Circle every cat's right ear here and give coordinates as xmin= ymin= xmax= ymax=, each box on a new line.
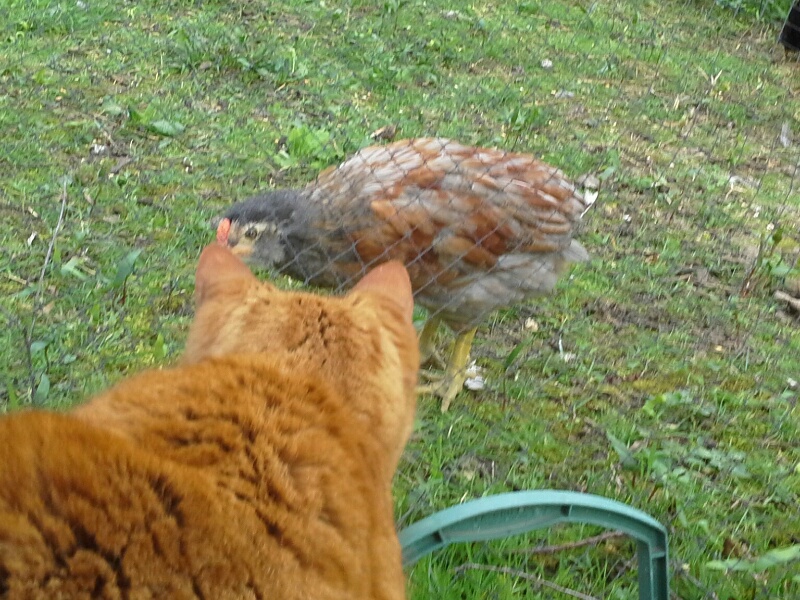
xmin=194 ymin=243 xmax=255 ymax=305
xmin=353 ymin=260 xmax=414 ymax=323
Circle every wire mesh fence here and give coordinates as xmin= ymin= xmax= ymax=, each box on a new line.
xmin=0 ymin=0 xmax=800 ymax=598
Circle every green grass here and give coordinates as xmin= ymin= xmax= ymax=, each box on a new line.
xmin=0 ymin=0 xmax=800 ymax=599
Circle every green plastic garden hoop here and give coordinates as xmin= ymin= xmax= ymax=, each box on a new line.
xmin=399 ymin=490 xmax=669 ymax=600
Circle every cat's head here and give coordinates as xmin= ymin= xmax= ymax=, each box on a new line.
xmin=183 ymin=244 xmax=419 ymax=458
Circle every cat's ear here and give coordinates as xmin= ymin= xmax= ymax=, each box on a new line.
xmin=353 ymin=260 xmax=414 ymax=322
xmin=194 ymin=244 xmax=255 ymax=305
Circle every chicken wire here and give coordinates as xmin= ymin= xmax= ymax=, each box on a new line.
xmin=0 ymin=2 xmax=800 ymax=598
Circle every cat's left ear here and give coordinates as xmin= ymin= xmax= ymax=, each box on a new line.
xmin=194 ymin=243 xmax=256 ymax=305
xmin=353 ymin=260 xmax=414 ymax=323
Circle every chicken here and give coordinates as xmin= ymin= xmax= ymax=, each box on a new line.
xmin=212 ymin=138 xmax=588 ymax=411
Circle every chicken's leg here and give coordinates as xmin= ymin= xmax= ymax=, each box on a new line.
xmin=417 ymin=329 xmax=477 ymax=412
xmin=419 ymin=316 xmax=440 ymax=365
xmin=438 ymin=327 xmax=477 ymax=412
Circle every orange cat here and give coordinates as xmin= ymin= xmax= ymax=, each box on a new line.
xmin=0 ymin=246 xmax=419 ymax=600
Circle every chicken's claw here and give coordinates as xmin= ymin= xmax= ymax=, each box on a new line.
xmin=217 ymin=218 xmax=231 ymax=246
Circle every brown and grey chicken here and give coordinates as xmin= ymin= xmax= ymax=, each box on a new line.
xmin=212 ymin=138 xmax=588 ymax=410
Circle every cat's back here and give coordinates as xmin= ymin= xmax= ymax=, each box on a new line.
xmin=0 ymin=411 xmax=280 ymax=599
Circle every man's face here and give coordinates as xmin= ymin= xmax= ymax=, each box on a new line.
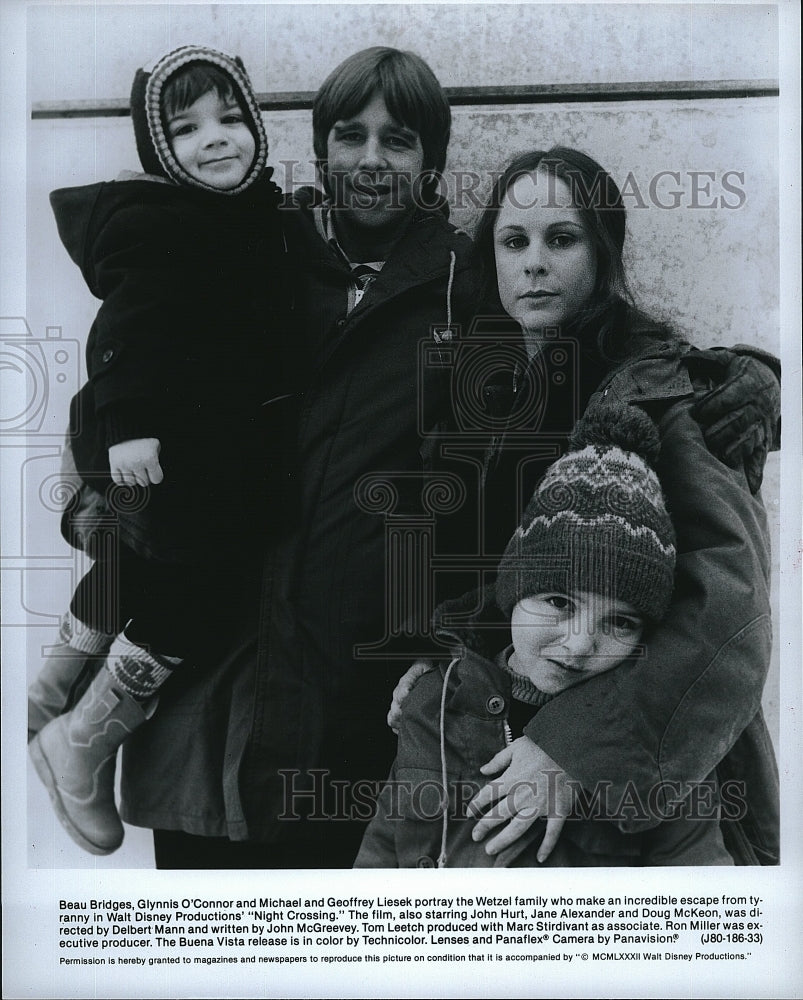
xmin=326 ymin=93 xmax=424 ymax=229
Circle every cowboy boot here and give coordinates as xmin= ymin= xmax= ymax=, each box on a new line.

——

→ What needs to be done
Could you repeat all of the records above word for word, leaving the pictures out?

→ Final result
Circle every cat's right ear here and give coordinates as xmin= ymin= xmax= ymax=, each box on a new line.
xmin=194 ymin=243 xmax=255 ymax=305
xmin=353 ymin=260 xmax=414 ymax=323
Circle every wire mesh fence here and give coordinates as xmin= ymin= xmax= ymax=, each box on a new line.
xmin=0 ymin=0 xmax=800 ymax=598
Circle every green grass here and give coordinates as xmin= ymin= xmax= ymax=, each box on a new line.
xmin=0 ymin=0 xmax=800 ymax=599
Circle every green plastic garden hoop here and give coordinates as xmin= ymin= xmax= ymax=, each box on a new line.
xmin=399 ymin=490 xmax=669 ymax=600
Circle every cat's head here and give coordinates as xmin= ymin= xmax= ymax=, each box on a new line.
xmin=183 ymin=244 xmax=419 ymax=458
Circle every cat's ear here and give coordinates as xmin= ymin= xmax= ymax=, each box on a new line.
xmin=353 ymin=260 xmax=414 ymax=322
xmin=194 ymin=244 xmax=255 ymax=305
Circle every chicken wire here and give coordinates as xmin= ymin= xmax= ymax=, each box on a new line.
xmin=0 ymin=2 xmax=800 ymax=598
Circle every cat's left ear here and give coordinates as xmin= ymin= xmax= ymax=, each box on a new line.
xmin=194 ymin=243 xmax=256 ymax=305
xmin=353 ymin=260 xmax=414 ymax=323
Circle every chicken here and give coordinates as xmin= ymin= xmax= ymax=, each box on a new line.
xmin=212 ymin=138 xmax=588 ymax=411
Circle every chicken's leg here and give coordinates as xmin= ymin= xmax= ymax=, each box on a new line.
xmin=417 ymin=329 xmax=477 ymax=412
xmin=419 ymin=316 xmax=440 ymax=365
xmin=438 ymin=327 xmax=477 ymax=412
Circle every orange cat here and give coordinates as xmin= ymin= xmax= ymax=, each box on a new line.
xmin=0 ymin=246 xmax=419 ymax=600
Circle every chicken's claw here and give coordinates as xmin= ymin= xmax= ymax=, each box on a new line.
xmin=217 ymin=218 xmax=231 ymax=246
Circle every brown and grey chicken here and give coordinates as xmin= ymin= xmax= ymax=, each box on a new line.
xmin=212 ymin=138 xmax=588 ymax=410
Circle every cat's back here and give coordinates as xmin= ymin= xmax= ymax=, each box on a new line.
xmin=0 ymin=411 xmax=280 ymax=599
Circle every man's face here and give coordinates as xmin= ymin= xmax= ymax=, each box on a new line.
xmin=326 ymin=93 xmax=424 ymax=229
Circle every cowboy boot here and give coordinates as xmin= ymin= xmax= ymax=, each box on a new line.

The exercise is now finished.